-------- RECORDS TO USE

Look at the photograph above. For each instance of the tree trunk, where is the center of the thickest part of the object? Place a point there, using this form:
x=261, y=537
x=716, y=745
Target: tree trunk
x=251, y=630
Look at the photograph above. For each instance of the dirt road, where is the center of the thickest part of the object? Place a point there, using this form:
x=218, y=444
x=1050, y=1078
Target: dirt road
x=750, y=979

----------------
-------- RECORDS TO USE

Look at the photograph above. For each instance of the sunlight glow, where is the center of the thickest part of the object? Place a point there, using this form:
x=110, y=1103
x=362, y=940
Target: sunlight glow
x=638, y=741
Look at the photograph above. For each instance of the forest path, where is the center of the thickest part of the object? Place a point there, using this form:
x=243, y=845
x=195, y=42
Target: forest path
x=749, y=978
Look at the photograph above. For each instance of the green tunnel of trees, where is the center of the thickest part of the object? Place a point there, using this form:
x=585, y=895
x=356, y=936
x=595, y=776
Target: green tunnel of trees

----------------

> [WORK TO COMPLETE] Swap "thickest part" for "widest part" in the listing from the line with "Look at the photograph above. For each instance of the green" to the line with "Target: green tunnel of trees", and give back only those lines with nothing else changed.

> [THE COMPLETED TASK]
Look at the photograph above. For each instance of the green tunnel of trees, where is the center of the widest part of the object? Place a point there, using this form:
x=585, y=895
x=356, y=936
x=595, y=776
Target: green tunnel of trees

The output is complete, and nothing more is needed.